PAGE EXCERPT —
════════

The testimony of both witnesses as to what they saw and heard was admissible. They had personal knowledge of these events and conversations. Sykes's testimony that Santos had said that Humphries was selling drugs for him was admissible as the statement of a coconspirator under Fed. R. Evid. 801(d)(E). The district court's decision to admit the opinion, stated by each of them, that Humphries was selling crack for Santos and Reid was not an abuse of discretion under Fed. R. Evid. 701 because it was rationally based on observed facts and was helpful to an understanding of the matter. United States v. Robinson, 804 F.2d 280 (4th Cir. 1986). Moreover, even if we were to question the ruling below, any error was harmless given the factual evidence which established Humphries's complicity in the drug trafficking. Chapman v. California, 386 U.S. 18 (1967). Humphries's argument that the limiting instruction given by the district was inadequate to cure its error is thus without merit.

7

The question for the jury was whether the testimony of Henare and Sykes or of Humphries himself was more credible. The credibility of witnesses is solely an issue for the jury and is not reviewable on appeal. United States v. Saunders, 886 F.2d 56 (4th Cir. 1989). Taken in the light most favorable to the government, Glasser v. United States, 315 U.S. 60, 80 (1942); United States v. Samad, 754 F.2d 1091, 1096 (4th Cir. 1984), the evidence was sufficient to support a guilty verdict. Therefore, the district court did not err in denying Humphries's motion to acquit.

════════

DATA EXTRACT —
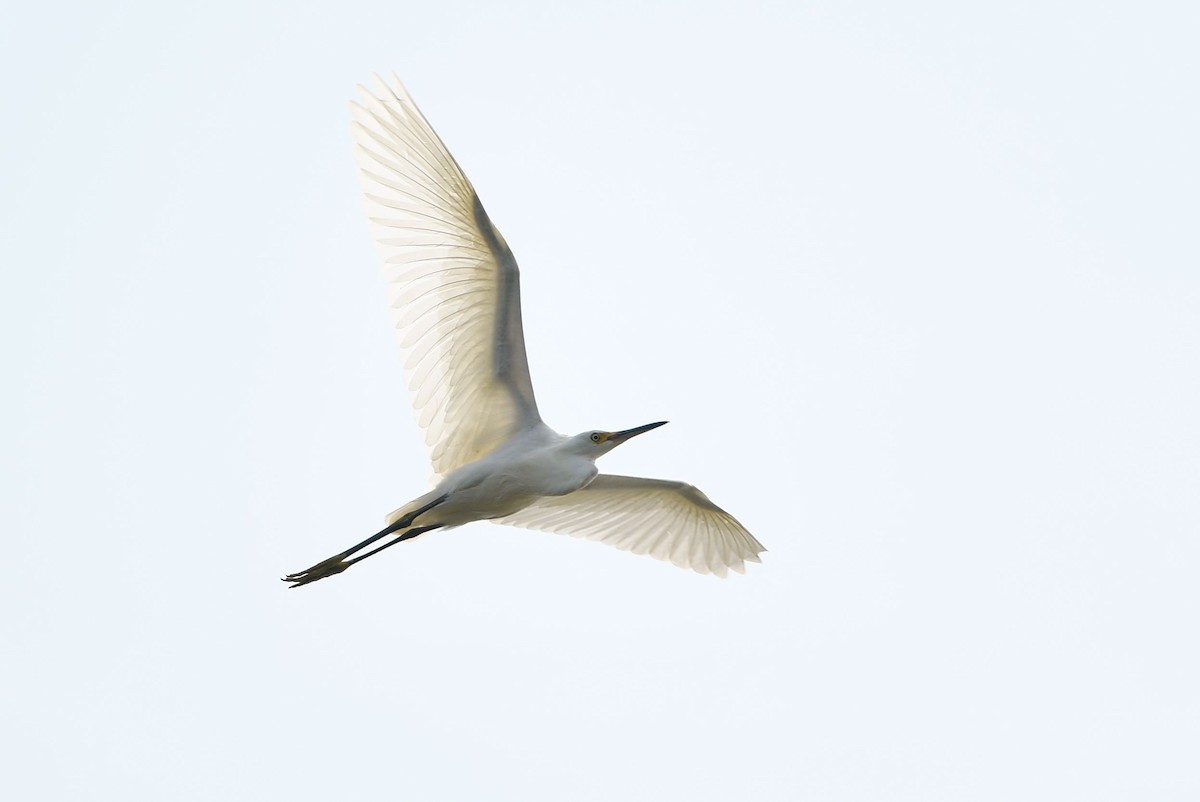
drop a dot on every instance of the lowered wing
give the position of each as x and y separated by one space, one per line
666 520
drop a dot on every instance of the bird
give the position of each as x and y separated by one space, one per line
455 298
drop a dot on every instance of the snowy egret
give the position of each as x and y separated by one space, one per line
456 304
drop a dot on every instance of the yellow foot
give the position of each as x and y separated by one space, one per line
321 570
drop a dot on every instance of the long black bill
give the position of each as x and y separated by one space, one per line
621 437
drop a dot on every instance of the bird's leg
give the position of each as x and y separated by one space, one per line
339 562
407 536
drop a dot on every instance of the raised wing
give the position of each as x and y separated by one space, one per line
451 280
667 520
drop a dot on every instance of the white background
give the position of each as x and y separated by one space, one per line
917 286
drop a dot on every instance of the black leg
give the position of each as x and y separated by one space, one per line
407 536
339 562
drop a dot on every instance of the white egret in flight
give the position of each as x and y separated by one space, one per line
456 304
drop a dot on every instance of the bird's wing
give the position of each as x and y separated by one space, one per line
451 280
667 520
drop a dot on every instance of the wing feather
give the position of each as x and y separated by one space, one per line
666 520
453 283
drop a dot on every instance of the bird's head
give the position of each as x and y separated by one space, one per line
597 443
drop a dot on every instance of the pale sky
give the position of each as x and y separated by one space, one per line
917 286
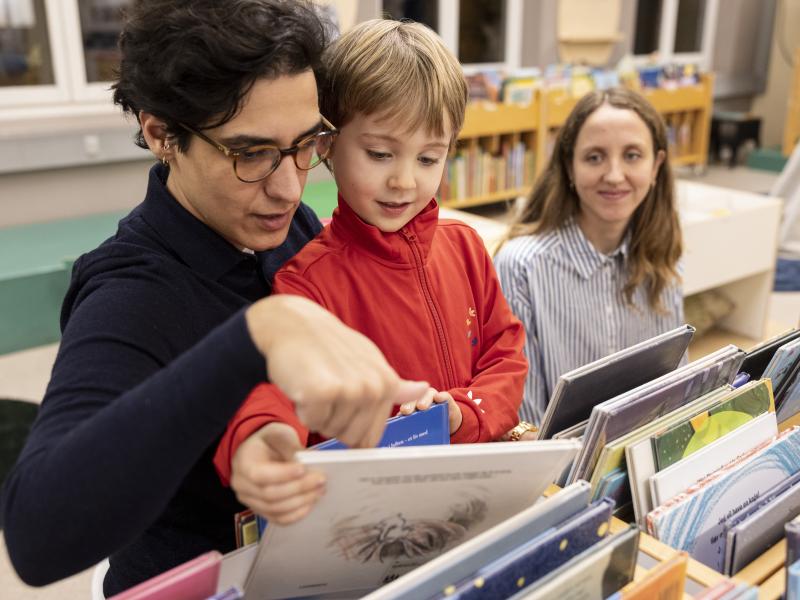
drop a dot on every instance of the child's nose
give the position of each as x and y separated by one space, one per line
403 178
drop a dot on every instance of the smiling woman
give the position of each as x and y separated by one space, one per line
591 263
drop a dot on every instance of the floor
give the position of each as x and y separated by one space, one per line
24 375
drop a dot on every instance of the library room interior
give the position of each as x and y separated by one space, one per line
598 271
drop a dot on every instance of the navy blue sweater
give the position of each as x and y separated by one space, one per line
155 358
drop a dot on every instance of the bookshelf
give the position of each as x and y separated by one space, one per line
502 148
791 131
495 155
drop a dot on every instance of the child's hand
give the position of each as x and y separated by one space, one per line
266 478
428 399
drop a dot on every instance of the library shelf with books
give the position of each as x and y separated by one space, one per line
495 155
502 148
766 572
791 131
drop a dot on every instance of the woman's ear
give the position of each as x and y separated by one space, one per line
154 131
659 160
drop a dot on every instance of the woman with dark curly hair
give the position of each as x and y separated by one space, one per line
165 325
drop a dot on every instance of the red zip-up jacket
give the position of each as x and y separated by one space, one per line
429 298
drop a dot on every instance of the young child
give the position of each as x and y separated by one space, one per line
590 266
425 291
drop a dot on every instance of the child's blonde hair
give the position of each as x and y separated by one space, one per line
399 69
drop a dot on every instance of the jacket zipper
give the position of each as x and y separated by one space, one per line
411 239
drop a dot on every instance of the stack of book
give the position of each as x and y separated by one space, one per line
692 453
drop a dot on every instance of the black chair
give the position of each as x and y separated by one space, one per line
16 418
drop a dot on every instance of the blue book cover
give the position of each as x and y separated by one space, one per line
538 557
421 428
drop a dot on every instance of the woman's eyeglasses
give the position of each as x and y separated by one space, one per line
255 163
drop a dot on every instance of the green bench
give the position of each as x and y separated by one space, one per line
36 260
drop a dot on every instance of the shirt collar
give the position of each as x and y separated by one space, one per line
195 243
582 254
387 246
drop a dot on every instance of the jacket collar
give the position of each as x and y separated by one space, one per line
583 256
392 247
195 243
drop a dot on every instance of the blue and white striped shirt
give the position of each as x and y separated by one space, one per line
569 297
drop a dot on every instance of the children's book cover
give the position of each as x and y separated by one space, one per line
782 364
683 439
387 511
694 520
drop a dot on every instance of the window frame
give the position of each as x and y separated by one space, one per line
58 92
448 17
666 37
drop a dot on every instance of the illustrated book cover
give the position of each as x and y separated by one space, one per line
682 439
537 557
614 418
387 511
578 391
676 478
436 576
196 578
693 520
595 574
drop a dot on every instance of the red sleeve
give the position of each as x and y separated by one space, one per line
265 404
490 404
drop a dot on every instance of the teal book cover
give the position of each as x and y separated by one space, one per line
684 438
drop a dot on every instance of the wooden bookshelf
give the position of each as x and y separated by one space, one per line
491 128
791 130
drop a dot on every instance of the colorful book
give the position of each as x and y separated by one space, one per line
194 579
676 478
536 558
682 439
693 521
578 391
421 428
762 526
613 454
614 418
595 574
387 511
466 559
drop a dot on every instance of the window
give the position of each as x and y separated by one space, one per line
480 33
58 56
678 30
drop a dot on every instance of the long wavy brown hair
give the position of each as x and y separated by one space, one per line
655 243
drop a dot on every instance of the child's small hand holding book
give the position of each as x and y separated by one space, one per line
431 397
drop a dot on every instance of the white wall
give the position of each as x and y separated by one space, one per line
771 106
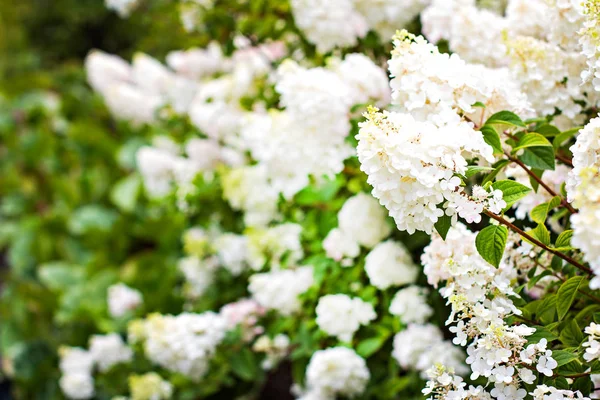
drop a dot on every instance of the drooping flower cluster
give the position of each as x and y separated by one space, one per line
335 371
184 343
123 299
583 191
479 295
279 290
341 315
361 222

════════

PROBLEM —
Reproduce the passage of the appellate opinion excerpt from "The question for" up to and including "motion to acquit.". The records were drawn from a separate source.

WRITTEN ANSWER —
The question for the jury was whether the testimony of Henare and Sykes or of Humphries himself was more credible. The credibility of witnesses is solely an issue for the jury and is not reviewable on appeal. United States v. Saunders, 886 F.2d 56 (4th Cir. 1989). Taken in the light most favorable to the government, Glasser v. United States, 315 U.S. 60, 80 (1942); United States v. Samad, 754 F.2d 1091, 1096 (4th Cir. 1984), the evidence was sufficient to support a guilty verdict. Therefore, the district court did not err in denying Humphries's motion to acquit.